═══ The data ═══
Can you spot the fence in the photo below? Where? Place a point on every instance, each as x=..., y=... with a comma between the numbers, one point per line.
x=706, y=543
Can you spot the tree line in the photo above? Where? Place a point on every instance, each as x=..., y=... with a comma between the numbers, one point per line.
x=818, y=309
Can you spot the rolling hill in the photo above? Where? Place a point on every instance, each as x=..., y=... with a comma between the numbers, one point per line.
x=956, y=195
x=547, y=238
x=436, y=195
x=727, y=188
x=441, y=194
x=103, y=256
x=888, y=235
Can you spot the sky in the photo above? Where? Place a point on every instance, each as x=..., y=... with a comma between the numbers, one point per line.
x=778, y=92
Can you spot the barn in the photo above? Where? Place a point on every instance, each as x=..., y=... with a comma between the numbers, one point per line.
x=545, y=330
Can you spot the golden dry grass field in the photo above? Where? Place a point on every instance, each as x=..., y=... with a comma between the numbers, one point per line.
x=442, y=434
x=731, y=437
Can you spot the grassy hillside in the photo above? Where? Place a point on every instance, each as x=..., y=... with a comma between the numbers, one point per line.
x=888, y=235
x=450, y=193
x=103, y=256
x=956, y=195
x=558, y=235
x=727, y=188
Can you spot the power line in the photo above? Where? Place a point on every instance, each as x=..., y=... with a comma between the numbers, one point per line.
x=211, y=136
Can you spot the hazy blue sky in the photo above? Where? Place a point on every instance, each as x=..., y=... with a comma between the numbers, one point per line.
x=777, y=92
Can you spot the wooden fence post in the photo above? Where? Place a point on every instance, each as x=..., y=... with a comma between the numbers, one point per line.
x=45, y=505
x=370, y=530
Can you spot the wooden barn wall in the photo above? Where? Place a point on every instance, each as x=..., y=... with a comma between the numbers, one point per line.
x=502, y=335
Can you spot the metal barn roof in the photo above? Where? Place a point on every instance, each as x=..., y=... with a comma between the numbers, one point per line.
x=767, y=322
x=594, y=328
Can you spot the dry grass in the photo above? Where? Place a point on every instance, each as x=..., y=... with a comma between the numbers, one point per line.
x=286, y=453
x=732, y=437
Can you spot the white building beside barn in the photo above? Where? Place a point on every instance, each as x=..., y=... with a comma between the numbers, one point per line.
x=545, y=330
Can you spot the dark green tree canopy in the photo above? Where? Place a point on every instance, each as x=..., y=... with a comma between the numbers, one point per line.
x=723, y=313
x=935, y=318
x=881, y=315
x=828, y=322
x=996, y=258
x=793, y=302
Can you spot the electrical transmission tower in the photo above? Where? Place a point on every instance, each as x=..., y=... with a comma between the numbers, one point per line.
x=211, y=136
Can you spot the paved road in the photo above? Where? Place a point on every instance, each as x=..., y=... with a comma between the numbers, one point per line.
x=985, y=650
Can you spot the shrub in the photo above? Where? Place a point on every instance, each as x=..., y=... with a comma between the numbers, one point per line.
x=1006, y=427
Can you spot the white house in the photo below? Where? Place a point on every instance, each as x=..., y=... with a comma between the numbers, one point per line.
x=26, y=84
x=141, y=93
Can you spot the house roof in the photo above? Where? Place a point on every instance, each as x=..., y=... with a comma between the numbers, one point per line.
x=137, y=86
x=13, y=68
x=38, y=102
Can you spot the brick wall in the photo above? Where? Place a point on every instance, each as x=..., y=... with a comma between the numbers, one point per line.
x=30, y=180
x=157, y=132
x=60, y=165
═══
Write out every one of the items above as a two-column CSV with the header row item_text,answer, one row per item giving its text and its answer. Enclose each field in double quotes, and replace any line breaks within a field with spaces.

§ **Solution below**:
item_text,answer
"Can you spot the fence in the photo below? Where? Place a point on every instance, each as x=..., y=... with a comma between the numbers, one point per line.","x=706, y=543"
"Can you spot the tree line in the photo above? Where? Place a point on every instance, each as x=..., y=... with a comma between the numbers, one point per line.","x=818, y=309"
"Can you spot the rolling hill in the photo above? Where? Place a point on every instance, each as x=..., y=... with a comma between the numbers, one point per line.","x=956, y=195 x=547, y=238 x=436, y=195 x=727, y=188 x=441, y=194 x=103, y=256 x=888, y=235"
"Can you spot the sky in the photo above? Where? Place a point on every instance, each as x=..., y=... with a comma between the numbers, one point per line.","x=778, y=92"
"Can you spot the barn in the photo above? Where? Place a point on every instance, each as x=..., y=... with a comma between the numbers, one point per line.","x=545, y=330"
"Can you spot the golden dry grass field in the photo above? Where? Place a point on every instance, each as x=..., y=... with a comma between the numbers, one point per line.","x=442, y=434 x=731, y=437"
"Can you spot the grassy hillside in the photo above? Where? Place a point on every instance, each as x=..., y=... with a comma between the numbers, one point per line.","x=888, y=235 x=450, y=193 x=103, y=256 x=956, y=195 x=558, y=235 x=727, y=188"
"Can you spot the power line in the photo above? Where? Place a point on every instance, each as x=..., y=... with a comma between the numbers, one point per line.","x=211, y=136"
"Can you spot the hazy blue sky in the photo above? Where? Place a point on every instance, each as x=..., y=... with a comma between the numbers, one point per line.","x=777, y=92"
"Can you spot the wooden fence post in the photo above? Where? Place a point on every instance, each as x=..., y=... with a comma between the numbers, one point per line.","x=45, y=505 x=370, y=530"
"Can you spot the wooden barn wall in the photo above? Where? Place a point on every instance, each as x=..., y=... with a comma between the numbers, one point per line.","x=502, y=335"
"Can you spot the metal barn roof in the photo above? Where? Place a point on every instance, each as x=..., y=... with a comma between the numbers, one point per line.","x=767, y=322 x=594, y=328"
"Can you spot the dry grass in the photo above? Where? Place a point on every instance, each as x=..., y=... with a comma between the numbers, one point per line.","x=286, y=453 x=732, y=437"
"Can you spot the white building beside barn in the photo above? Where? Place a point on every instance, each as x=..., y=... with a comma between the numbers, one point per line.","x=545, y=330"
"Can you spot the dark green tree canopy in the photo above? Where? Place a point on every instance, each as x=..., y=... with a comma between the numbers, one point per line.","x=723, y=313 x=935, y=318 x=881, y=315 x=828, y=322 x=996, y=258 x=793, y=302"
"Can you spot the electrical transmission tower in the photo above? Where? Place a point on every instance, each as x=..., y=... with a comma between the numbers, one point per line.","x=211, y=136"
"Can you spot the paved road in the photo above? Where? Place a point on every instance, each as x=..., y=... with a comma between the numbers, one point per line.","x=985, y=650"
"Can you spot the shrub in the photo above? Where? Place a point on every instance, each as x=..., y=... with a comma between the numbers, one point per line.","x=1006, y=427"
"Can you spot the white house in the photo below? Where? Place a point on every instance, each as x=..., y=... with a comma between the numbers, one point per line.","x=26, y=84 x=141, y=93"
"Can you spot the house roof in the photo above? Where? Place a point on every instance, each as x=..., y=... with a comma between the numbers, one point per line.","x=137, y=86 x=13, y=68 x=38, y=102"
"Can you spot the brick wall in the photo above? Where? Place a point on every instance, each as x=..., y=... with a comma between the numbers, one point per line.","x=30, y=180 x=157, y=132 x=60, y=165"